[Records excerpted from a collection]

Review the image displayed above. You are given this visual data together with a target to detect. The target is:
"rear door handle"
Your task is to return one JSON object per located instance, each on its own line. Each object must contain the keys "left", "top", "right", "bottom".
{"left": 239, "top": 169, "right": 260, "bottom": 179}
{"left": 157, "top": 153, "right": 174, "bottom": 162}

## [What you will do]
Set down exactly what runs from the line containing "Your task is" through the last line above, both lines included.

## [Answer for the task]
Your task is to return one JSON object per located instance, each on its own line. Each object must contain the keys "left", "top", "right", "bottom".
{"left": 239, "top": 169, "right": 260, "bottom": 179}
{"left": 157, "top": 153, "right": 174, "bottom": 162}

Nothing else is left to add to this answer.